## EXTRAIT DU DOCUMENT
_ _ _ _ _ _ _

Rappelons-nous à cet égard le texte « Y a-t-il une méthode de pensée ? » d’Élise Freinet publié dans la revue Techniques de Vie dans le numéro de décembre 1963/janvier 1964. Ce texte dissertait sur la possibilité de penser par soi-même et de trouver sa voie en se référant à la médecine chinoise, la pensée indienne, à des expériences spirituelles (Védas, Oupanishas, Yogis) et en évoquant de grands maîtres (Râmakrishna, Vive-Kânanda, Gandhi, Shrî Aurobindo). Alors que le texte constitue une précieuse clé de lecture de la machine Freinet, son autrice et Freinet lui-même furent souvent maltraités par certains universitaires. Pourtant, ils dénonçaient avec argumentation comment la civilisation occidentale contemporaine portait en elle-même la maladie tout en reposant sur une logique de raisonnement méconnaissant les intuitions et les innombrables expériences de pensée d’univers sociaux et culturels pluriels.
Ces deux lignes de fuite interrogent la stratégie de l’enseignant-chercheur par rapport à ce chantier de la reconstruction de la forme scolaire et à la lecture de ces pensées d’ailleurs. En d’autres termes : comment contribuer à mener à bien cette reconstruction ? En reproduisant la parole et les discours dominants, en contribuant à leur diffusion, en ne s’arrêtant jamais, nous, enseignants-chercheurs, contribuons à la propagation et la pénétration dans les esprits de l’énoncé « there is no alternative » (TINA). Alors, comment faire ?

_ _ _ _ _ _ _

## DONNÉES D'ENTRÉE
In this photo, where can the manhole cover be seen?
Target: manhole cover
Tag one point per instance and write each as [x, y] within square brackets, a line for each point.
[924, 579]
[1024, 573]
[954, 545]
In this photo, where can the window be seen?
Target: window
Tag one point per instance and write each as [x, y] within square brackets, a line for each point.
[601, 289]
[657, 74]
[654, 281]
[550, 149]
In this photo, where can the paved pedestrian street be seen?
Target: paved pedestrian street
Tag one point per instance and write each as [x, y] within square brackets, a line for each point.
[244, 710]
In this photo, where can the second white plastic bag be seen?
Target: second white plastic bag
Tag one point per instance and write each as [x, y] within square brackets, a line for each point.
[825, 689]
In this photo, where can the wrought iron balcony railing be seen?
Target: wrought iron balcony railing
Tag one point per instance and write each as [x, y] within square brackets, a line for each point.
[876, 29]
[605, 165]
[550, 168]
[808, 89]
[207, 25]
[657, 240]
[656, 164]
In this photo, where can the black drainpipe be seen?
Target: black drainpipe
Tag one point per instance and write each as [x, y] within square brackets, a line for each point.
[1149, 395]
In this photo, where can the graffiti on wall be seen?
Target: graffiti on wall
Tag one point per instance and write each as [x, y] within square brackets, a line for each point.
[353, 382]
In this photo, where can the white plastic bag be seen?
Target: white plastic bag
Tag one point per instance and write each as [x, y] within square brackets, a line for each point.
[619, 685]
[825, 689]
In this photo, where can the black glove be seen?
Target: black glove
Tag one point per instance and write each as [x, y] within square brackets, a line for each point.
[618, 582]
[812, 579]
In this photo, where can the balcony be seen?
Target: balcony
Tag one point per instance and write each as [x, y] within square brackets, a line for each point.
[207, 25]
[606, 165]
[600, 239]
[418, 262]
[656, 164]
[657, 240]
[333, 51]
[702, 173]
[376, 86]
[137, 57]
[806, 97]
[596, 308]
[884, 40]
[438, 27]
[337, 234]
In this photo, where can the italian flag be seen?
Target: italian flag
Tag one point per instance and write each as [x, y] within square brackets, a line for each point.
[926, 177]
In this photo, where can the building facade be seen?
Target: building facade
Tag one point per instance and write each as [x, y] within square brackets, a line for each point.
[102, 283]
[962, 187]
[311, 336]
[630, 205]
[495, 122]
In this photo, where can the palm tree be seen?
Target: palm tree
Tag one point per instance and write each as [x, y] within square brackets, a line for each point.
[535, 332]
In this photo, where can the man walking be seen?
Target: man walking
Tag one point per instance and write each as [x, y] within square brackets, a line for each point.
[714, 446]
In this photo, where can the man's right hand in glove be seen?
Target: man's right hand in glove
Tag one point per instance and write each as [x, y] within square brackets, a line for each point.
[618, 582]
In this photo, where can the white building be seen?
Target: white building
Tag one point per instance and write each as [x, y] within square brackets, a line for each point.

_ _ _ _ _ _ _

## QUESTIONS
1: Pour chaque affirmation, dites par oui ou par non si elle s'accorde avec l'extrait sur Élise Freinet, et citez mot pour mot le passage qui le montre. (a) Le texte d'Élise Freinet a paru dans la revue Techniques de Vie. (b) Élise Freinet et Freinet ont toujours été bien reçus par les universitaires. (c) Le texte d'Élise Freinet fait appel à la médecine chinoise.
2: Poursuivez l'extrait sur Élise Freinet à partir de sa dernière phrase.

## RÉPONSES AUX EXERCICES
1:
(a) Oui : « publié dans la revue Techniques de Vie dans le numéro de décembre 1963/janvier 1964 ».
(b) Non : « son autrice et Freinet lui-même furent souvent maltraités par certains universitaires ».
(c) Oui : « en se référant à la médecine chinoise ».

2:
Tout d’abord, en ralentissant, en pensant et en maintenant des positions théoriques fermes et précises dans le champ, ce qui nécessite de ne pas céder sur des notions conceptuelles, méthodologiques et épistémologiques. En parallèle à ce front, sans doute faut-il convaincre également à un autre niveau, au niveau du terrain et des masses concernées. Seulement, ici, une question fondamentalement complexe se pose : comment prendre la parole pour dire les choses ? Cette question repose sur deux interrogations fondamentalement distinctes. Tout d’abord, comment prendre la parole lorsqu’elle est portée par différents experts et conseillers du prince ? Faut-il le faire comme on a pris la Bastille selon la formule de De Certeau ? Mais cette interrogation se relie à une autre : comment dire les choses ? Comment le dire en étant entendus et compris ? Challenge complexe tant, depuis plusieurs années, la plupart des propos sur les pédagogies alternatives ont été assujettis à la langue néolibérale dominante.